Extracted material =>
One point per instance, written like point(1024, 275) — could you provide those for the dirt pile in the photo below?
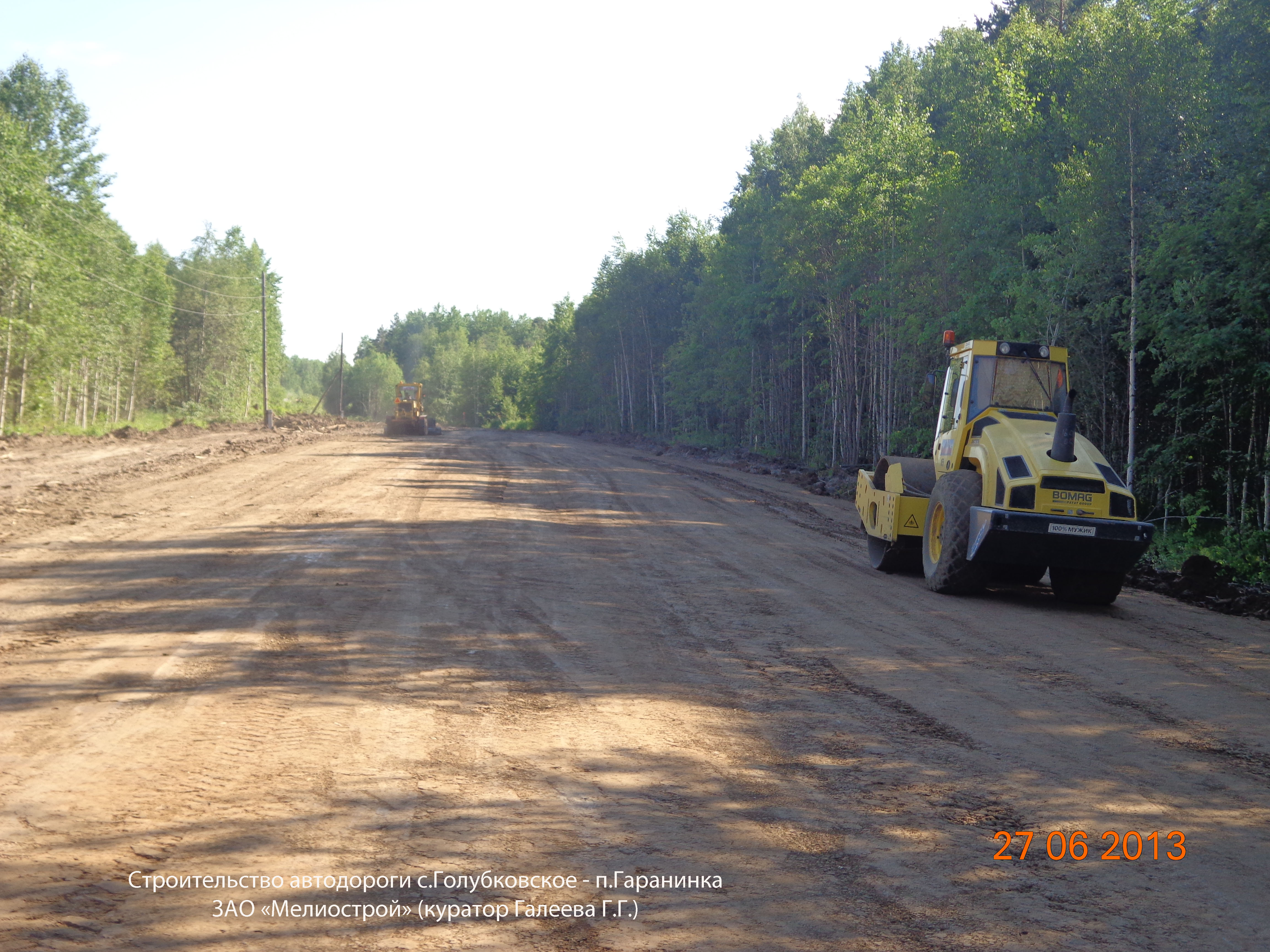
point(322, 423)
point(1202, 582)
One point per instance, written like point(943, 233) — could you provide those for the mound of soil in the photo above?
point(1202, 582)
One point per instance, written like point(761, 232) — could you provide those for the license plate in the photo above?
point(1060, 529)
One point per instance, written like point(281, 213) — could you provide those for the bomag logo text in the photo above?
point(1062, 496)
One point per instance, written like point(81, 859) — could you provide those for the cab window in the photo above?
point(951, 408)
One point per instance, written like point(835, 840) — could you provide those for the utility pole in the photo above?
point(265, 356)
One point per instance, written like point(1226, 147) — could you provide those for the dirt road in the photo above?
point(543, 657)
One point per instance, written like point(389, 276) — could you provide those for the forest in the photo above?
point(97, 333)
point(1081, 173)
point(1089, 173)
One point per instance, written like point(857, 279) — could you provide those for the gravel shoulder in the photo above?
point(341, 654)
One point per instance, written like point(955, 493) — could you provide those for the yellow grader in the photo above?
point(408, 417)
point(1013, 489)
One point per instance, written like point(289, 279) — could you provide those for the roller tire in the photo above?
point(1019, 574)
point(1085, 588)
point(893, 556)
point(947, 536)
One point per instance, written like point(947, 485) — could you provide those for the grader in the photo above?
point(408, 417)
point(1013, 489)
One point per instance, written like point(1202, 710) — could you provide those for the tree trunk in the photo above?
point(1132, 450)
point(22, 389)
point(133, 390)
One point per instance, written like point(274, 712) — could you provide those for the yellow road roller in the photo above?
point(1011, 490)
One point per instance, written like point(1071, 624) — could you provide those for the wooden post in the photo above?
point(265, 357)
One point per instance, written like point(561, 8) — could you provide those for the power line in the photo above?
point(134, 294)
point(159, 271)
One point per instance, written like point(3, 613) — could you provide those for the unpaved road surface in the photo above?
point(536, 656)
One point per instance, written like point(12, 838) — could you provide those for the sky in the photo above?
point(390, 157)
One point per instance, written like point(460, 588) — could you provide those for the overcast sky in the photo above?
point(395, 155)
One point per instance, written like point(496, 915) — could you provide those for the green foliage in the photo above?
point(1083, 173)
point(95, 333)
point(477, 370)
point(370, 385)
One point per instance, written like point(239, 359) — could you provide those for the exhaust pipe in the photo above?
point(1064, 448)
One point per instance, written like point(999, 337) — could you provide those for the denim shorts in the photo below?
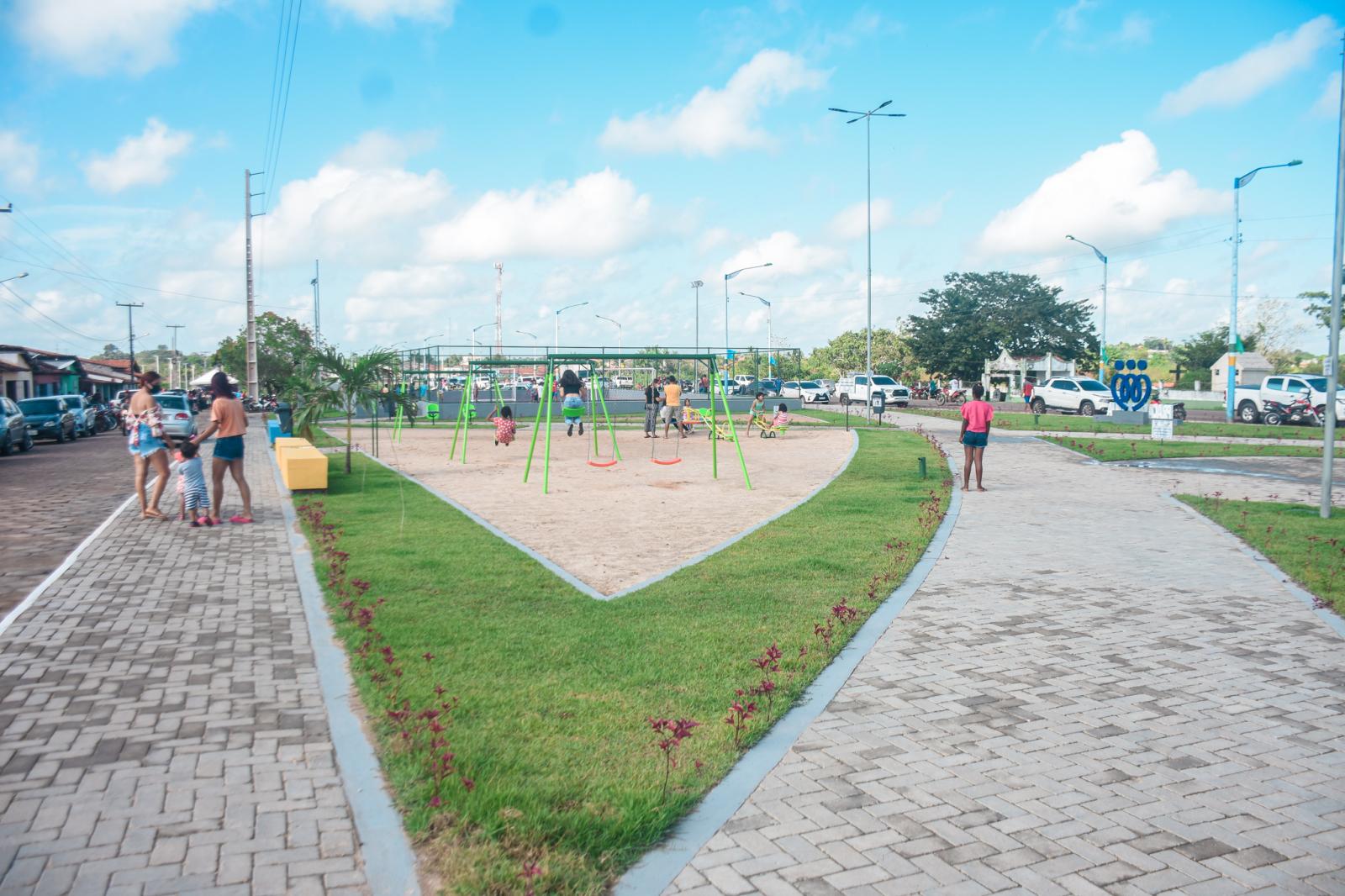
point(229, 448)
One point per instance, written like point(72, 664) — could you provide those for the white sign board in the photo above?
point(1161, 421)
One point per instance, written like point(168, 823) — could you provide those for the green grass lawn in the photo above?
point(1295, 537)
point(556, 688)
point(1147, 448)
point(1069, 423)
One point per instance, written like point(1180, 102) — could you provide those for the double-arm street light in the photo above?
point(726, 279)
point(697, 284)
point(620, 346)
point(578, 304)
point(868, 187)
point(770, 338)
point(1102, 338)
point(1231, 377)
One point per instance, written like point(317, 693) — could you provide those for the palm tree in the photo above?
point(345, 383)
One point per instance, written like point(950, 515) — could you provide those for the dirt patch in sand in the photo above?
point(616, 526)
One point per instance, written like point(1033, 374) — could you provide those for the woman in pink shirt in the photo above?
point(975, 432)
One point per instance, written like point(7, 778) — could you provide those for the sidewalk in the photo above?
point(161, 728)
point(1093, 692)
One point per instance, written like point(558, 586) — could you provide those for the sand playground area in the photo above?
point(616, 526)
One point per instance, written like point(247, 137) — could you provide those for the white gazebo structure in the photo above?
point(1015, 372)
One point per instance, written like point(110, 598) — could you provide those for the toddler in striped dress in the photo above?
point(192, 482)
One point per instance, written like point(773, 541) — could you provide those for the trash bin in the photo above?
point(286, 416)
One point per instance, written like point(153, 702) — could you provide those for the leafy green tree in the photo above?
point(284, 353)
point(975, 315)
point(346, 383)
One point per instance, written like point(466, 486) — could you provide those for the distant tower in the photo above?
point(499, 308)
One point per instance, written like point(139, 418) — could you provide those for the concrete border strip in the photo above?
point(584, 587)
point(1269, 568)
point(387, 851)
point(69, 561)
point(661, 865)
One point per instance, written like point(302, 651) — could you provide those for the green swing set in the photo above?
point(598, 400)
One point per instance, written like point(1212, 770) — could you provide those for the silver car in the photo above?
point(177, 414)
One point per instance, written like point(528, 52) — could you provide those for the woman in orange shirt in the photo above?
point(230, 421)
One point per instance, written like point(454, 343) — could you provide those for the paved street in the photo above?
point(161, 728)
point(53, 497)
point(1093, 692)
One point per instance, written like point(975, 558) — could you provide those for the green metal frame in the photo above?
point(591, 361)
point(464, 407)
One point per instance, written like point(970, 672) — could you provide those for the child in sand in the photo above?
point(504, 427)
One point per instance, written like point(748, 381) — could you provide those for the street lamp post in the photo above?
point(770, 336)
point(620, 346)
point(697, 284)
point(1231, 377)
point(868, 188)
point(578, 304)
point(1102, 336)
point(726, 279)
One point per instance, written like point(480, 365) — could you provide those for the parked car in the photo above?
point(49, 419)
point(177, 414)
point(85, 416)
point(1284, 389)
point(857, 387)
point(807, 390)
point(13, 428)
point(1082, 396)
point(771, 387)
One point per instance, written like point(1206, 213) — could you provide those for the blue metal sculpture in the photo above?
point(1131, 390)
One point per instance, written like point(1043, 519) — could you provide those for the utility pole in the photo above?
point(253, 387)
point(499, 308)
point(1333, 350)
point(177, 360)
point(131, 329)
point(318, 307)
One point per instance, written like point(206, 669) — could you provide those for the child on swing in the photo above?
point(504, 427)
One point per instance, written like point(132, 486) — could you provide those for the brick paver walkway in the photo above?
point(161, 727)
point(1093, 692)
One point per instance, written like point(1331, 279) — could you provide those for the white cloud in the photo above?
point(98, 37)
point(362, 215)
point(1329, 104)
point(716, 121)
point(598, 214)
point(382, 13)
point(1254, 71)
point(138, 161)
point(1111, 192)
point(789, 256)
point(852, 224)
point(18, 161)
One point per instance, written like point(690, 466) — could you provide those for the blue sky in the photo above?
point(614, 154)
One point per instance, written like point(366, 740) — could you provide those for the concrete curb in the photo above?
point(389, 860)
point(1270, 569)
point(584, 587)
point(661, 865)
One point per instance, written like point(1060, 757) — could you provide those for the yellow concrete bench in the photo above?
point(286, 443)
point(303, 467)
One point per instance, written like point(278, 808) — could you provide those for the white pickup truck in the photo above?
point(1248, 401)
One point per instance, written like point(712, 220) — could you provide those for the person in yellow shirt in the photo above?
point(672, 405)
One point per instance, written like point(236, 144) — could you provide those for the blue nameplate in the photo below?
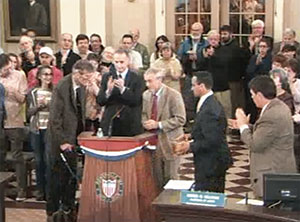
point(203, 198)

Job => Please rewrite the records above, changing "photo" to "image" throughout and keeping everything else the same. Leave the pictures out of your answer.

Answer in full =>
One point per instance, written like point(1024, 275) — could you provide those for the dirt pile in the image below?
point(322, 423)
point(1202, 582)
One point per instance, written like point(943, 233) — could you provide those for the mound of soil in the image above?
point(1202, 582)
One point per instance, written like point(761, 232) — could you provide those for the license plate in the image above?
point(1060, 529)
One point per instance, written like point(281, 213) — could you provide those for the bomag logo text in the image above?
point(1062, 496)
One point per instance, written like point(81, 859) — could you provide those for the cab window in the image above?
point(951, 408)
One point per instance, written like point(835, 840) — could you provide those for the utility pole in the image above?
point(265, 356)
One point per instance, written like point(1226, 147) — could you provide those for the dirt road in the image above?
point(543, 657)
One point per instance, written like point(389, 276) — could you provide those for the forest in the image above?
point(97, 333)
point(1081, 173)
point(1089, 173)
One point per instance, written like point(857, 279) — could you provide those for the gravel shoulder in the image above?
point(341, 654)
One point per instance, written like point(955, 493) — could you provide those for the yellow grader in the image above?
point(408, 417)
point(1013, 489)
One point per instance, written like point(289, 279) — could you provide those for the roller tire in the image above?
point(1019, 574)
point(1085, 588)
point(893, 556)
point(947, 536)
One point per instance, written like point(947, 485) — could you provide those for the grader in the image above?
point(408, 417)
point(1013, 489)
One point per instance, written like point(1202, 710) — could you provide those for the tree trunk in the image above?
point(1132, 450)
point(22, 389)
point(133, 390)
One point per instance, written like point(274, 712) — could you provide those for the yellow road roller in the image above?
point(1011, 490)
One point per instance, written like point(1071, 624) — could you provide those for the wooden post in the image above?
point(265, 357)
One point per instance, written like point(561, 8) — could you provide those for the power line in the image above?
point(134, 294)
point(159, 271)
One point per instance, written like point(3, 613) — could you provide those for the unpaved road surface in the image above?
point(536, 656)
One point per instance, written like point(12, 838) — could you provide those for the sky in the image above?
point(390, 157)
One point per instance, written like point(460, 588) — could you provide those for the overcast sky in the image above?
point(395, 155)
One point per instance, written like point(496, 915) — could you provide those for the green foliage in the image above?
point(1083, 173)
point(95, 333)
point(477, 370)
point(370, 385)
One point per instance, written like point(239, 359) — could you provide those for the exhaust pipe in the image above?
point(1064, 448)
One point per instance, written like point(999, 337) — could you provide those for the denim shorts in the image below?
point(229, 448)
One point per instance, written like point(72, 664) — could you provide those for the white sign board in the image above?
point(1161, 421)
One point per instance, written like point(168, 823) — could you provide those for the green grass lawn in the image above?
point(1295, 537)
point(556, 688)
point(1147, 448)
point(1069, 423)
One point per instance, written like point(1180, 102) — could you provide those for the double-arm street light in the image above?
point(726, 279)
point(697, 284)
point(620, 346)
point(578, 304)
point(868, 187)
point(770, 338)
point(1102, 338)
point(1231, 377)
One point per instance, written like point(317, 693) — could you provide those for the palm tree in the image above?
point(345, 383)
One point per instance, written like point(950, 515) — could you provide those for the dirt patch in sand in the image above?
point(616, 526)
One point per instance, written like point(1033, 374) — could you provide those for the woman in pink shirt in the image above?
point(975, 432)
One point per instance, written like point(7, 778) — could you provide those for the sidewalk in the image above?
point(161, 728)
point(1093, 692)
One point per instance, written like point(558, 586) — could you provide those for the sand playground area in the image above?
point(616, 526)
One point per instance, written like point(247, 137) — could you provide those for the white gazebo structure in the image above?
point(1015, 372)
One point per instance, written like point(110, 598) — could you provide those for the toddler in striped dress in the image above?
point(192, 482)
One point per instance, written like point(773, 541) — could you provide those for the trash bin in the image above?
point(286, 416)
One point per instance, written like point(153, 702) — could you provide those for the leafy green tree in the image above?
point(284, 353)
point(975, 315)
point(346, 383)
One point per instance, written like point(466, 486) — could you provide those for the distant tower in the image above?
point(499, 308)
One point per instance, written like point(139, 418) — could you provide those for the concrete border strip in the image above?
point(584, 587)
point(1269, 568)
point(387, 851)
point(69, 561)
point(661, 865)
One point per instance, written like point(302, 651) — could you provide those for the green swing set in the image above?
point(598, 400)
One point per instance, written like point(1212, 770) — could you provide those for the silver car in the image above?
point(177, 414)
One point per instance, written like point(528, 52) — could you provide those for the woman in orange shirt in the image above?
point(230, 421)
One point per instance, written like point(454, 343) — could you provide those for the paved street in the image above?
point(161, 728)
point(53, 497)
point(1093, 692)
One point per instance, written like point(975, 558) — could you provide those for the green metal frame in the image above?
point(591, 361)
point(464, 407)
One point per instance, written like point(970, 672) — could you provide those for the child in sand in the image above?
point(504, 427)
One point per instance, written like point(748, 381) — could you provide those for the street lamp post in the image above?
point(770, 336)
point(620, 346)
point(697, 284)
point(1231, 377)
point(868, 188)
point(578, 304)
point(1102, 336)
point(726, 279)
One point per instance, written like point(480, 365) — could you provide those for the parked car in the image above?
point(49, 419)
point(177, 414)
point(85, 416)
point(1284, 389)
point(857, 387)
point(807, 390)
point(13, 428)
point(1082, 396)
point(771, 387)
One point per instance, written like point(1206, 213) — could you provide those for the blue metal sculpture in the image above?
point(1131, 390)
One point per instance, written like point(1043, 519) — could you provide those for the utility pole in the image above?
point(253, 387)
point(499, 308)
point(1333, 350)
point(177, 360)
point(131, 329)
point(318, 307)
One point per instance, written like point(206, 669) — could you provide those for the child on swing in the image above?
point(504, 427)
One point per instance, written like point(132, 486) — could you provide those for the brick paver walkway in the image above?
point(161, 727)
point(1093, 692)
One point per instance, written like point(1331, 279) — could you provide those for the white cloud in the image above?
point(98, 37)
point(362, 215)
point(1329, 104)
point(716, 121)
point(598, 214)
point(382, 13)
point(1254, 71)
point(138, 161)
point(1111, 192)
point(789, 256)
point(852, 224)
point(18, 161)
One point per instance, written like point(690, 466) — could you provide those for the blue sky in the image above?
point(614, 154)
One point per instance, written like point(366, 740) — could you provide those for the concrete curb in the image above?
point(389, 860)
point(1270, 569)
point(584, 587)
point(661, 865)
One point per instance, written like point(1060, 757) — could you provide those for the yellow concrete bench in the image above?
point(286, 443)
point(303, 467)
One point per instance, written like point(278, 808) — could you provide those for the white pickup truck in the image above?
point(1248, 401)
One point per instance, written like point(712, 220) — could you provide those for the person in yellow shirt in the image above?
point(672, 405)
One point per instance, written like point(236, 144) — could you provide those for the blue nameplate in the image below?
point(203, 198)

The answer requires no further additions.